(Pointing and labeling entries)
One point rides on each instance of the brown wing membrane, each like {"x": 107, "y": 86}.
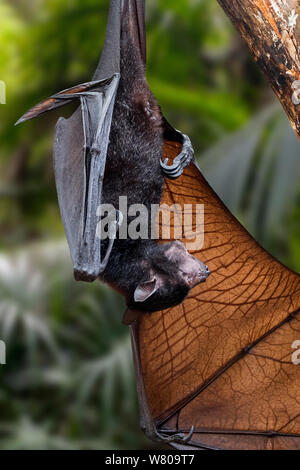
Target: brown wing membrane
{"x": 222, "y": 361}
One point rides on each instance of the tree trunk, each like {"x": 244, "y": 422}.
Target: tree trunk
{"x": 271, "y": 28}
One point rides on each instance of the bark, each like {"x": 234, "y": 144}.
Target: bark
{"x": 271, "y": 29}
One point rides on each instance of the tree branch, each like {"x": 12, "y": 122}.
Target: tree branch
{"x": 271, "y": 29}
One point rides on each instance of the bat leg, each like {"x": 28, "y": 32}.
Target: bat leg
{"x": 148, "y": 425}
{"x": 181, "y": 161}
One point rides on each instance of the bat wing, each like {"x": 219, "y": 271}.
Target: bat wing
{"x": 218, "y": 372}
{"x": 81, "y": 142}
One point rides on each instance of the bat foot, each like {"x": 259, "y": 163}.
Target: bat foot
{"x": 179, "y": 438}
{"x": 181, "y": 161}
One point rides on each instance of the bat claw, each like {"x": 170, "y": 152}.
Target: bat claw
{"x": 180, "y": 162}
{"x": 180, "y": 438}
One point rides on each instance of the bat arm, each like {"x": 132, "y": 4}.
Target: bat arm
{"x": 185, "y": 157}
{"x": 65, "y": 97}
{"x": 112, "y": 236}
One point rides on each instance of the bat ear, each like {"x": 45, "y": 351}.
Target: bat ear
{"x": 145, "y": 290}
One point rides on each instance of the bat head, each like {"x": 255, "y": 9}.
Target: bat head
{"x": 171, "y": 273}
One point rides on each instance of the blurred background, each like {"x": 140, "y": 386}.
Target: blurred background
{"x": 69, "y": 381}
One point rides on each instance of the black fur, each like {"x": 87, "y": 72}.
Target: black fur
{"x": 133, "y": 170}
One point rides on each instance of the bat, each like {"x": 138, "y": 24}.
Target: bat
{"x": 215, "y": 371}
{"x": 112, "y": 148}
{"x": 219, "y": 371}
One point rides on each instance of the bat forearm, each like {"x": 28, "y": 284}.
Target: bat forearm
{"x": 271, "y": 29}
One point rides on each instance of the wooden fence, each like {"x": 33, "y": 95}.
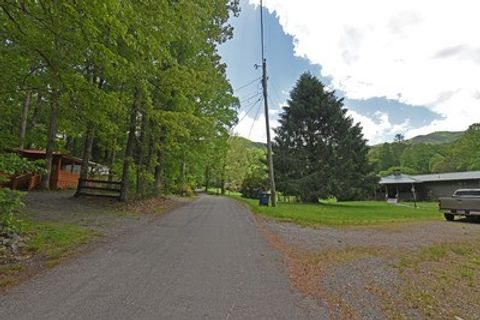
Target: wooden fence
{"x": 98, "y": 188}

--

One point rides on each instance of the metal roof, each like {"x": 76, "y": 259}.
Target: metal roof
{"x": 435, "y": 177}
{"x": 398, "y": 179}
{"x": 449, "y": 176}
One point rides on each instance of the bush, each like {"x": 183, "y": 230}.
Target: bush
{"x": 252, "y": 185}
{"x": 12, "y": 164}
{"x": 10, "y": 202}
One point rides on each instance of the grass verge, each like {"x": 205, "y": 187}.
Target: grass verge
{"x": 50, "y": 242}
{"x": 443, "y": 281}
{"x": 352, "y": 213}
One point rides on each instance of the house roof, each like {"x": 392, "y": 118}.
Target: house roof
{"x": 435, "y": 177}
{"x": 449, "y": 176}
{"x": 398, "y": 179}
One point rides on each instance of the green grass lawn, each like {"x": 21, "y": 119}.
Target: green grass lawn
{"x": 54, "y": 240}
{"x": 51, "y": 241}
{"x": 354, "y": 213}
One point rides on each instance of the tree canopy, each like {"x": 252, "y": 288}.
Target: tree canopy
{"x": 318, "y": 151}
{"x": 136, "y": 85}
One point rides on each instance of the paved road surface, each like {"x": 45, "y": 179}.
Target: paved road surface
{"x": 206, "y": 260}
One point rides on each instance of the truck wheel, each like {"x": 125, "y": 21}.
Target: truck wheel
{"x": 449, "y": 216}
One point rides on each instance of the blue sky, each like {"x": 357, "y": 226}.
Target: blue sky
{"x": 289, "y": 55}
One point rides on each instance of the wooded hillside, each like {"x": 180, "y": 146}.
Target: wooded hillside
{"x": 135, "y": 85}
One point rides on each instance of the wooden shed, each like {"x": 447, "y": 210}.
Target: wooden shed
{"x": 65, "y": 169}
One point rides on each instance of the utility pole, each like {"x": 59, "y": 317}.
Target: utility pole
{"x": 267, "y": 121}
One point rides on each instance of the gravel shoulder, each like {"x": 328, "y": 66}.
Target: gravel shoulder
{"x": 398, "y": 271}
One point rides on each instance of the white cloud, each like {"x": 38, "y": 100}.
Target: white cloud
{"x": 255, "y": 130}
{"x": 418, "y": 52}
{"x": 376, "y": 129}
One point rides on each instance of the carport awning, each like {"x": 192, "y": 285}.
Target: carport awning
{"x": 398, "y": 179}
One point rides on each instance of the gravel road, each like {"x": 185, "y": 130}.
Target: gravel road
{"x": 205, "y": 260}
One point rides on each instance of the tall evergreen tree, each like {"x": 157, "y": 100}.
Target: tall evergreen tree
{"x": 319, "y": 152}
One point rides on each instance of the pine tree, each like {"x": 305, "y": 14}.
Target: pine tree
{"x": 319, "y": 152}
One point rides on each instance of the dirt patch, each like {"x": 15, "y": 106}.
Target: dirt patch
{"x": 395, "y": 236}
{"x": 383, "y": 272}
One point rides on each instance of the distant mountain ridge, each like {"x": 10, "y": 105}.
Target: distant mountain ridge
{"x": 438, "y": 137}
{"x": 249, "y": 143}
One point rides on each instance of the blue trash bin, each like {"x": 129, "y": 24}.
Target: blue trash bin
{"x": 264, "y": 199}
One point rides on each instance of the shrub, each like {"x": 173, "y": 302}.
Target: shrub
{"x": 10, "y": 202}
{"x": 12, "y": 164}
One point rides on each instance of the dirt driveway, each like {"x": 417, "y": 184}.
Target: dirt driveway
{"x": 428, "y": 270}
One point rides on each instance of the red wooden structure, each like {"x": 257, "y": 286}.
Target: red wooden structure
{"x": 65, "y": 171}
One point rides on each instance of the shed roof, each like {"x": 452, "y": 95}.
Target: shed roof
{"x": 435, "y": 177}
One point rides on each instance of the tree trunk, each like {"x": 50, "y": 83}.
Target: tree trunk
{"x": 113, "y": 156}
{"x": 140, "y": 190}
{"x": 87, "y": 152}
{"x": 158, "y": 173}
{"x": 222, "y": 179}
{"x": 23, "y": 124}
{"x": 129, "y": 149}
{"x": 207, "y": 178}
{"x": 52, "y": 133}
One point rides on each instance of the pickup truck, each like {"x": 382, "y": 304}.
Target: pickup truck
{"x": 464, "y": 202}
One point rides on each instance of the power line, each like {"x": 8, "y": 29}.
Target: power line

--

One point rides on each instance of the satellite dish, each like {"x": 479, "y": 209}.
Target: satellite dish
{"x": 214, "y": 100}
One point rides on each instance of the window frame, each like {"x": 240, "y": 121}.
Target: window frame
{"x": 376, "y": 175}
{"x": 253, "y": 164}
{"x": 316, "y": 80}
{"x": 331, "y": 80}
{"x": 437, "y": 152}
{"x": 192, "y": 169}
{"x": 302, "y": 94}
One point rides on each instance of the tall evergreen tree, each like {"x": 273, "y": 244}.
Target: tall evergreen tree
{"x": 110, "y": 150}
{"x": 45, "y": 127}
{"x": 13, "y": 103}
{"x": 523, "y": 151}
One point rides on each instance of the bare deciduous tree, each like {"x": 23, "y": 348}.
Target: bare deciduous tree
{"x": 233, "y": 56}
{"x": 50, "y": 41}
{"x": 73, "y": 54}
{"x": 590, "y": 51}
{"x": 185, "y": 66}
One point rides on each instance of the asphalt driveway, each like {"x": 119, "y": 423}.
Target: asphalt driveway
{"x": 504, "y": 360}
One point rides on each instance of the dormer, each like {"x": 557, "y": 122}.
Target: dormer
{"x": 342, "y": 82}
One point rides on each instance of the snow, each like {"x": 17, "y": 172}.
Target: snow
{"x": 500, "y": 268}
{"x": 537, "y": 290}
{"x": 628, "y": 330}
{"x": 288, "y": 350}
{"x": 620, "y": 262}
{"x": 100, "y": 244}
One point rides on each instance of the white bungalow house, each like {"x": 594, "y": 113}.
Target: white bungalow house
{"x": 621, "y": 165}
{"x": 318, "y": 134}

> _WHAT YOU WILL DO_
Return every line of the rows above that contains the string "deciduous". Case counts.

> _RESPONSE TO THE EXERCISE_
One point rides on each instance of the bare deciduous tree, each like {"x": 23, "y": 348}.
Target: bare deciduous tree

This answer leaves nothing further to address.